> **WHAT IS REQUIRED**
Type the entries out once more. Match them exactly.

────

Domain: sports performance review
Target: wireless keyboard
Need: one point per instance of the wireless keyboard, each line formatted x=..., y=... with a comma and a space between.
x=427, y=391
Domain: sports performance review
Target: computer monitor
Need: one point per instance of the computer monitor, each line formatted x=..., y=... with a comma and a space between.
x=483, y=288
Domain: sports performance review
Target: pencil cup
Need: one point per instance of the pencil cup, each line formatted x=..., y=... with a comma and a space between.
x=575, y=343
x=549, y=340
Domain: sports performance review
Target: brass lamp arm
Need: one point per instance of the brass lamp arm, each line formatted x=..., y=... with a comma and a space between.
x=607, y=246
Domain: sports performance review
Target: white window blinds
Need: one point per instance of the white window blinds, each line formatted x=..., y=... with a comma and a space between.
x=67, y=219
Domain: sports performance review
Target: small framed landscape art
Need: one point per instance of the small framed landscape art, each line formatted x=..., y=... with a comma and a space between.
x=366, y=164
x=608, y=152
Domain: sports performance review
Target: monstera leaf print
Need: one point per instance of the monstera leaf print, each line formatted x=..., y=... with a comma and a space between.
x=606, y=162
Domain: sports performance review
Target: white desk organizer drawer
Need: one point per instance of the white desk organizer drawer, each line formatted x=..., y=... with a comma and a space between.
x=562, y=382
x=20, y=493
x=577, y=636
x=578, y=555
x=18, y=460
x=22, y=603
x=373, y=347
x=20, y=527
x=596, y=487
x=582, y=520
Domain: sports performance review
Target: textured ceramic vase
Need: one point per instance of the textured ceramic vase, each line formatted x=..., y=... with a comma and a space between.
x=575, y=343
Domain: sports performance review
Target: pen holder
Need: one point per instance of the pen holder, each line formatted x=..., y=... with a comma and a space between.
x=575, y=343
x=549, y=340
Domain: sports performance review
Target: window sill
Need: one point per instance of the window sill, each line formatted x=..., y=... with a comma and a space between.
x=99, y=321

────

> **RESPONSE TO THIS EXERCISE**
Domain: sports performance review
Target: wireless keyboard
Need: one point per instance of the wireless keyboard, each line formatted x=..., y=... with a comma and a space between.
x=427, y=391
Domain: sports performance review
Target: computer monitor
Need: one point per instance of the computer monitor, each line formatted x=..., y=... with a comma and a space between.
x=483, y=288
Domain: sports performance review
Target: pencil cup
Need: one point per instance of the pencil cup, each line formatted x=..., y=... with a comma and a space between.
x=575, y=343
x=549, y=340
Domain: sports performance review
Target: brass lamp arm
Need: one point per instance of the brass lamp arm, each line formatted x=..., y=... with a comma and a space between.
x=607, y=246
Domain: sports performance review
Target: white window blinds
Need: one point per instance of the white window blinds, each line formatted x=..., y=... with a comma and a space between.
x=67, y=219
Domain: sports performance review
Target: small framed landscape art
Need: one point per instance of the small framed landscape art, each line formatted x=..., y=... with a comma and a space between.
x=366, y=164
x=608, y=152
Domain: sports performance review
Target: monstera leaf print
Need: one point per instance of the monstera leaf print, each line formatted x=..., y=... with a comma and a space between.
x=606, y=162
Domain: sports performance review
Target: white desk organizer drawer
Need: one point per instance of the white desk organizer drawer, each line formatted x=..., y=... with a comma and a space between.
x=562, y=382
x=20, y=493
x=577, y=636
x=578, y=555
x=18, y=460
x=22, y=603
x=373, y=347
x=20, y=527
x=596, y=487
x=582, y=520
Domain: sports performance review
Target: textured ceramic vase
Need: one point per instance of the textured ceramic vase, each line formatted x=..., y=... with a comma and a space between.
x=575, y=343
Domain: sports performance review
Target: pen holder
Need: one point per instance of the pen holder, each line formatted x=..., y=... with a comma and a space between.
x=575, y=343
x=549, y=340
Domain: sports performance review
Target: window sill
Need: one point per instance of the window sill, each line formatted x=..., y=... with a comma and a space between.
x=99, y=321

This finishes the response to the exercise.